RECORDS SUPPLIED:
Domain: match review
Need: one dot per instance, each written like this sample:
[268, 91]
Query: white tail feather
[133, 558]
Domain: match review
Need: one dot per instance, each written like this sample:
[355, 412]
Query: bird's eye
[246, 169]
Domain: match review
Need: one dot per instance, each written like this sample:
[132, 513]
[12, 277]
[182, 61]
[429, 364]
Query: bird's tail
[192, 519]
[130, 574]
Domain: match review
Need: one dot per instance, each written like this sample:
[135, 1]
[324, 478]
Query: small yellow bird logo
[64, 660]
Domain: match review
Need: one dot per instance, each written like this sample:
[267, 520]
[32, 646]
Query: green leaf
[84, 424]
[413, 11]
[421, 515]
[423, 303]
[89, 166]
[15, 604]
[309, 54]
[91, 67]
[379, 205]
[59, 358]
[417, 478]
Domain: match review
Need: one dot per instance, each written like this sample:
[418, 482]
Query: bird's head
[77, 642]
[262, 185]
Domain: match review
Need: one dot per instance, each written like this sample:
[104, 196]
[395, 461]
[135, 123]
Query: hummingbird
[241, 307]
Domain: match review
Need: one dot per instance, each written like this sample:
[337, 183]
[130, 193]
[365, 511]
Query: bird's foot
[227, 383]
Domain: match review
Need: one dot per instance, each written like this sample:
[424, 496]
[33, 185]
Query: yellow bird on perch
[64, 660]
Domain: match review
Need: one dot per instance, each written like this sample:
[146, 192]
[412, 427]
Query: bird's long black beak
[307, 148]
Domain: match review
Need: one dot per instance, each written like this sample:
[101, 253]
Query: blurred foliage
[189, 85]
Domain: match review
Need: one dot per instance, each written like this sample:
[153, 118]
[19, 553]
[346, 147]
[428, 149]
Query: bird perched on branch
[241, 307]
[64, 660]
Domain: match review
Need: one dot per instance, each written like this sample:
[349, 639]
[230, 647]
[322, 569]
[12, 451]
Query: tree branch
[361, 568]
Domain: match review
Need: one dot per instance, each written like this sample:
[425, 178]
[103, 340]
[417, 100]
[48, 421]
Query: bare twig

WHAT THIS TASK INVOLVES: Rewrite all the records above with every "dot" changed to "point". Leave everything else unchanged.

COMPLETED TASK:
Domain: match review
Need: one point per instance, each written like this sample:
[268, 91]
Query: white tail feather
[133, 558]
Domain: match review
Need: one point per instance, each written like this sample:
[355, 412]
Query: bird's eye
[246, 169]
Domain: match review
Need: one point per instance, each written like this sample:
[132, 513]
[12, 277]
[182, 61]
[429, 364]
Query: bird's tail
[192, 519]
[130, 574]
Domain: match review
Need: one point per instance, each written like this sample:
[135, 1]
[324, 478]
Query: small yellow bird logo
[64, 660]
Domain: match review
Need: one point per instance, each written like this sample:
[267, 520]
[32, 646]
Query: green leaf
[84, 424]
[413, 11]
[421, 515]
[423, 303]
[89, 166]
[15, 604]
[309, 54]
[91, 67]
[379, 205]
[59, 358]
[417, 478]
Domain: match review
Need: one point per instance, each written like this sample:
[418, 482]
Query: bird's head
[77, 642]
[262, 185]
Domain: match review
Need: one point per instance, each written like this sample:
[104, 196]
[395, 461]
[135, 123]
Query: hummingbird
[241, 307]
Domain: match review
Need: one point per instance, each written like this sample:
[337, 183]
[130, 193]
[365, 511]
Query: bird's foot
[227, 383]
Domain: match review
Need: one point per instance, each written like this sample:
[424, 496]
[33, 185]
Query: yellow bird on perch
[64, 660]
Domain: match review
Need: one point per instance, each written like this sample:
[146, 192]
[412, 427]
Query: bird's long black beak
[307, 148]
Domain: match review
Need: one point per instance, each written like this sample:
[101, 253]
Query: blurred foliage
[189, 85]
Domain: match review
Need: one point per instance, each written like this sample:
[153, 118]
[19, 553]
[346, 147]
[428, 149]
Query: bird perched on branch
[241, 307]
[64, 660]
Domain: match review
Need: one point per instance, each written like this sample:
[349, 639]
[230, 647]
[322, 569]
[12, 451]
Query: tree branch
[361, 568]
Domain: match review
Need: one point per instance, each written like this sample:
[425, 178]
[103, 340]
[417, 100]
[48, 421]
Query: bare twig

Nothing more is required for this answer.